_WRITTEN INSTRUCTION_
Write out the material below word for word, from its first line through the line that contains "[[[216,118],[218,113],[218,107],[195,107],[193,109],[193,117]]]", including both of those lines.

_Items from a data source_

+ + + + +

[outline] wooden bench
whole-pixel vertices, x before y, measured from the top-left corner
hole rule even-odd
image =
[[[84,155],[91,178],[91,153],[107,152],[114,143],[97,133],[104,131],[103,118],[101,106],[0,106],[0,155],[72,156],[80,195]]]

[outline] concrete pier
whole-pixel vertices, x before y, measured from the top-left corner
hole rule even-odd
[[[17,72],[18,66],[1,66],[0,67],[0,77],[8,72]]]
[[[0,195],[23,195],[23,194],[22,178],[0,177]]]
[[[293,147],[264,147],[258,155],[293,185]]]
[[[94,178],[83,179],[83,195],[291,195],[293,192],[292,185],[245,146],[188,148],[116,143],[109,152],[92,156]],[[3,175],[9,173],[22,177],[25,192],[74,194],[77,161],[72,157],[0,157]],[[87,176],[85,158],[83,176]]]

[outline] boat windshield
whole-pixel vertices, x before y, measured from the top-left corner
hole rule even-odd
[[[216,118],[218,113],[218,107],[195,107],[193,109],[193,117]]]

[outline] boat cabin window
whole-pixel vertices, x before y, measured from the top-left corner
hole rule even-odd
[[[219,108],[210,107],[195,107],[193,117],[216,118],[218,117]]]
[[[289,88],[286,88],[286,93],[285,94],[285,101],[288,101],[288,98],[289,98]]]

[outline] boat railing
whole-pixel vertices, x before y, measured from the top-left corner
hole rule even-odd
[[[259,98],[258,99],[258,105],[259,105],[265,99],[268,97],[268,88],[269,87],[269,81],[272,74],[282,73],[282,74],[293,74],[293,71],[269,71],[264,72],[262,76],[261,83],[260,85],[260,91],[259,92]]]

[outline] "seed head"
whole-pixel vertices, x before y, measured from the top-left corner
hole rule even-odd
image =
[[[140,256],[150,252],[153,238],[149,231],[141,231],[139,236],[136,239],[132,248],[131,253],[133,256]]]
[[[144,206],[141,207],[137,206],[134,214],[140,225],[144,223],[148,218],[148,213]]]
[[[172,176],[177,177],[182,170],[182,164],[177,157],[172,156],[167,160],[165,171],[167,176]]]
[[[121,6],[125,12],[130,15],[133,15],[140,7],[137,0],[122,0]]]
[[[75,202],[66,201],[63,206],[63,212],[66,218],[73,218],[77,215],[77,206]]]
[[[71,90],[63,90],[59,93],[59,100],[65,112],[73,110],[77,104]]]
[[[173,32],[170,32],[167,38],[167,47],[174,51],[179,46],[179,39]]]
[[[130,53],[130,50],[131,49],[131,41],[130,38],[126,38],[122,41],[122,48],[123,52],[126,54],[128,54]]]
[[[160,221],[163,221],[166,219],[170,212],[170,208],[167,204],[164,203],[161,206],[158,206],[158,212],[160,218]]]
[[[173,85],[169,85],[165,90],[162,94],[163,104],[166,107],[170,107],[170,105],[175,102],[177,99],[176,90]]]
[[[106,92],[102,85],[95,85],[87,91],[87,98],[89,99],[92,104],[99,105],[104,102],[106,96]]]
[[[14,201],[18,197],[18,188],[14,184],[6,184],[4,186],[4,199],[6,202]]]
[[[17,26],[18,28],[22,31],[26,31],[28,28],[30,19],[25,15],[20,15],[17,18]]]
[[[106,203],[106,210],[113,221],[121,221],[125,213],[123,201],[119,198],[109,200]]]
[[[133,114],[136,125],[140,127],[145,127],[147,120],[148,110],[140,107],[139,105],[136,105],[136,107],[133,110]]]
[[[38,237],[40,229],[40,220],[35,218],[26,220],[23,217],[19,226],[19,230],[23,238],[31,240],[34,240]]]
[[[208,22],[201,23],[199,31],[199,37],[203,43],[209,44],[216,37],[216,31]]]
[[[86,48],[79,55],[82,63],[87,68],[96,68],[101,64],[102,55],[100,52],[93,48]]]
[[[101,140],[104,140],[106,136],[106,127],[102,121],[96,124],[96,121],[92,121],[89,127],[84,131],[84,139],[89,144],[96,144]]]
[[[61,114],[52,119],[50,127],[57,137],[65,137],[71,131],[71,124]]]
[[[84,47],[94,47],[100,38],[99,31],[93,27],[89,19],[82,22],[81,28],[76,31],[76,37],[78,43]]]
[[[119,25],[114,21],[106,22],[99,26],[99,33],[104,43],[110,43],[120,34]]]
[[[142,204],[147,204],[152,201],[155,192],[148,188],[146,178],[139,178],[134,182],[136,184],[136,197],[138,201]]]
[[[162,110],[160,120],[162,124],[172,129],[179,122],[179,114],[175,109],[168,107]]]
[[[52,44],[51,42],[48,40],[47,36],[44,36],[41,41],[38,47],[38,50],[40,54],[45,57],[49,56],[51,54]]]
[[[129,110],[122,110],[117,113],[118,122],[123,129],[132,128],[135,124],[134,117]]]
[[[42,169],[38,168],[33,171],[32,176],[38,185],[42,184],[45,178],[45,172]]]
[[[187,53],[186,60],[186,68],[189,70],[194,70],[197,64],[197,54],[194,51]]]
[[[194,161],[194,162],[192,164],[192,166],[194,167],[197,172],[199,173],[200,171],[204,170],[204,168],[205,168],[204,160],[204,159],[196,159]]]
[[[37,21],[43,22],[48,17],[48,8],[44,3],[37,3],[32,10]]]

+ + + + +

_ANSWER TO THIS EXERCISE_
[outline] wooden bench
whole-pixel vertices, x before y, measured from the top-left corner
hole rule even-odd
image =
[[[84,155],[91,178],[91,153],[107,152],[114,143],[97,133],[104,131],[103,118],[101,106],[0,106],[0,155],[72,156],[80,195]]]

[outline] concrete pier
whole-pixel vertices, x before y, measured from the top-left corner
hole rule even-odd
[[[17,72],[18,66],[1,66],[0,67],[0,77],[8,72]]]
[[[0,195],[23,195],[23,194],[22,178],[0,177]]]
[[[293,147],[264,147],[258,155],[293,185]]]
[[[94,178],[83,179],[83,195],[291,195],[293,192],[292,185],[245,146],[188,148],[116,143],[109,152],[92,156]],[[3,175],[9,173],[22,177],[25,192],[74,194],[77,161],[72,157],[0,157]],[[87,176],[85,158],[83,176]]]

[outline] boat windshield
whole-pixel vertices, x before y, measured from the top-left corner
hole rule even-odd
[[[216,118],[218,113],[218,107],[195,107],[193,109],[193,117]]]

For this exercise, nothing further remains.